Government Organization in War Time and After: A Survey of the Federal Civil Agencies Created for the Prosecution of the War

By William Franklin Willoughby | Go to book overview

CHAPTER I
THE PROBLEM OF GENERAL ADMINISTRATION

Analysis of the problem -- Its importance and immediate urgency -- Elements in the mobilization of facilities and resources -- Need for an organ of general administration -- The President as administrator-in-chief -- His administrative powers derived from Congress -- The Overman Act -- Council of National Defense -- Its purpose as originally conceived -- Its composition and functions as prescribed by the Act of March 26, 1916 -- Its Advisory Commission -- Organization of the Council and Advisory Commission -- Its defects -- In the formulation of programme -- In the correlation of activities -- In administrative personnel -- In the interpretation of functions -- In committee organization -- The real service of the Council -- Its gradual decline in importance -- Its activities as a reconstruction agency.
-.-.-
**Your goal**
Reproduce the chapter summary word for word from "Analysis of the" to "a reconstruction agency.". The rows that come next are separate material with no connection to the chapter summary.

**Dataset excerpts**
-.-.-
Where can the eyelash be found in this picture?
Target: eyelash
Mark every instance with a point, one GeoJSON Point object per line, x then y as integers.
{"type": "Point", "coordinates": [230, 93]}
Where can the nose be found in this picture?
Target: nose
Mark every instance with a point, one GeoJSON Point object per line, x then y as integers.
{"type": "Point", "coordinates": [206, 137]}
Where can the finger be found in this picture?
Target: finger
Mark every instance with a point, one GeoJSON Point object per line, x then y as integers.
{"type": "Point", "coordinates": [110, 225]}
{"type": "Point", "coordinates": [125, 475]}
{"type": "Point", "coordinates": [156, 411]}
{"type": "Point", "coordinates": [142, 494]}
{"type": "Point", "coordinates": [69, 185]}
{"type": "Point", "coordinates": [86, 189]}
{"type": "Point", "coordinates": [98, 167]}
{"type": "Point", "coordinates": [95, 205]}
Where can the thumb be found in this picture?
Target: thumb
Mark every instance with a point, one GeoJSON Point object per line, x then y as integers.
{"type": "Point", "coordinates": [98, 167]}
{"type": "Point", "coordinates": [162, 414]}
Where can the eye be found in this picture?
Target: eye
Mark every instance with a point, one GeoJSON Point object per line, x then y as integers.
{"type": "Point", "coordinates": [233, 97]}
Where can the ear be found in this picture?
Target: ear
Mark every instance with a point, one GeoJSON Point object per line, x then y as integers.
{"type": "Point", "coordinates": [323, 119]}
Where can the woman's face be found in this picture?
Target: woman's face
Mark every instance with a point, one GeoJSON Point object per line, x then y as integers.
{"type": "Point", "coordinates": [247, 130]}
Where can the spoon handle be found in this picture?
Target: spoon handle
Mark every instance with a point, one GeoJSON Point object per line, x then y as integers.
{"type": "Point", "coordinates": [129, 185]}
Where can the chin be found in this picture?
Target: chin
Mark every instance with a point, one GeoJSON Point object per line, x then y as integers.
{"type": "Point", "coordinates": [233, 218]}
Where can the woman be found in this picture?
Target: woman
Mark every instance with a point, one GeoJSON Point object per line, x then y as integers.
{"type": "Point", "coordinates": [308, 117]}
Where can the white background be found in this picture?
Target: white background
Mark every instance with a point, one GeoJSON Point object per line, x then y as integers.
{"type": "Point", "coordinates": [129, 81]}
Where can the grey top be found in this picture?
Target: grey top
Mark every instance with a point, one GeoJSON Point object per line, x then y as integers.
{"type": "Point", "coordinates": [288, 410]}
-.-.-
**The output**
Analysis of the problem -- Its importance and immediate urgency -- Elements in the mobilization of facilities and resources -- Need for an organ of general administration -- The President as administrator-in-chief -- His administrative powers derived from Congress -- The Overman Act -- Council of National Defense -- Its purpose as originally conceived -- Its composition and functions as prescribed by the Act of March 26, 1916 -- Its Advisory Commission -- Organization of the Council and Advisory Commission -- Its defects -- In the formulation of programme -- In the correlation of activities -- In administrative personnel -- In the interpretation of functions -- In committee organization -- The real service of the Council -- Its gradual decline in importance -- Its activities as a reconstruction agency.